→ **Given text**:
Millennials make up more than a third of all caregivers in the United States, a new study has found.
Members of that generation – born between 1979 and 2000 – also are more likely than others to provide caregiving to grandparents. Many also do the same for children.
The new findings come from a just-released study from the nonprofit foundation TransAmerica Institute. The survey, conducted in 2017, includes information gathered from more than 3,000 people who work as nonprofessional, unpaid caregivers.
The study has many key findings, perhaps none as surprising as the fact Millennials are among the highest percentage of caregivers when compared to other generations.
Findings On Millennials
The study separated the generations as follows: Millennials (born between 1979 and 2000), Generation X (born between 1965 and 1978), Baby Boomers (born between 1946 and 1964) and Matures (born before 1946).
According to the survey, the percentage of caregivers by generation is:
- Baby Boomers (37 percent)
- Millennials (34 percent)
- Generation X (22 percent)
- Matures (7 percent)
The study also found that 21 percent of the Millennials are providing care for grandparents, while 14 percent are providing care for children. Members of that generation had the highest percentage in both of those categories.
Issues With Work
Of all those surveyed, Millennials reported having the most issues with balancing work and providing caregiving.
Of the Millennials surveyed who are employed, 44 percent said that some type of “adverse action” has been taken against them by an employer. That’s far higher than the overall percentage of caregivers who reported the same issue, which stood at 28 percent.
Millennials and Generation Xers are also the most likely caregivers to hold down a full-time or part-time job.
Overall, 76 percent of caregivers said they had to take action at work to perform caregiving duties, including using vacation time, sick days and in the most extreme example, having to quit their jobs.
Millennials also ranked high – at 16 percent – among those who said they took on caregiving duties because “no one else was willing to do so.”

Recorded data:
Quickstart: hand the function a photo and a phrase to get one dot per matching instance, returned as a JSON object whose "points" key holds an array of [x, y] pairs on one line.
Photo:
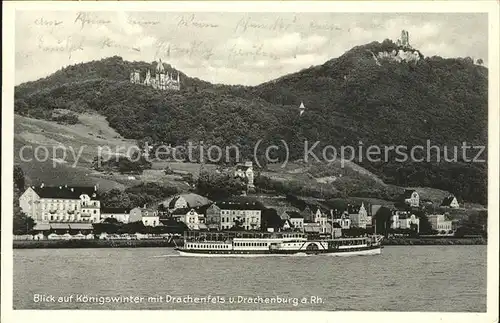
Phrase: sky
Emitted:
{"points": [[231, 47]]}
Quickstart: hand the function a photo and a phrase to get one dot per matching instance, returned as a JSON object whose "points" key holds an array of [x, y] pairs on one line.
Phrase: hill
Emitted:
{"points": [[367, 95]]}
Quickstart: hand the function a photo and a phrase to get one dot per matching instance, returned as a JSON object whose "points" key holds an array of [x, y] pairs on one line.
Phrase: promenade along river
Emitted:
{"points": [[403, 278]]}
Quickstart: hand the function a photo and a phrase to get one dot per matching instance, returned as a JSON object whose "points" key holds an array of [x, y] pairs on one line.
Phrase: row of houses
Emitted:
{"points": [[78, 208]]}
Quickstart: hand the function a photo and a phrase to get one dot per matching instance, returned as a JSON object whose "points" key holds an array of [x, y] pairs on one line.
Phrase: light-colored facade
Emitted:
{"points": [[250, 218], [412, 198], [121, 215], [246, 172], [213, 217], [61, 204], [322, 219], [344, 221], [162, 80], [361, 218], [297, 223], [439, 223], [451, 202], [149, 217], [405, 220]]}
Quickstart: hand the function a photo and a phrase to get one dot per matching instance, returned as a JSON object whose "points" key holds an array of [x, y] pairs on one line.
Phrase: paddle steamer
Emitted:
{"points": [[252, 244]]}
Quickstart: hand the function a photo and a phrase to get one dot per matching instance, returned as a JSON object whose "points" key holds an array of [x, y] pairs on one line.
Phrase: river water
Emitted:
{"points": [[402, 278]]}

→ **Questions on the material**:
• 1. Translate this sentence from the article on Millennial caregivers into Spanish: "Millennials make up more than a third of all caregivers in the United States, a new study has found."
• 2. Reproduce word for word the passage of the article on Millennial caregivers starting at "Issues With Work" and ending at "or part-time job.".

→ **Answers to this exercise**:
• 1. Los millennials constituyen más de un tercio de todos los cuidadores en los Estados Unidos, según ha revelado un nuevo estudio.

• 2.
Issues With Work
Of all those surveyed, Millennials reported having the most issues with balancing work and providing caregiving.
Of the Millennials surveyed who are employed, 44 percent said that some type of “adverse action” has been taken against them by an employer. That’s far higher than the overall percentage of caregivers who reported the same issue, which stood at 28 percent.
Millennials and Generation Xers are also the most likely caregivers to hold down a full-time or part-time job.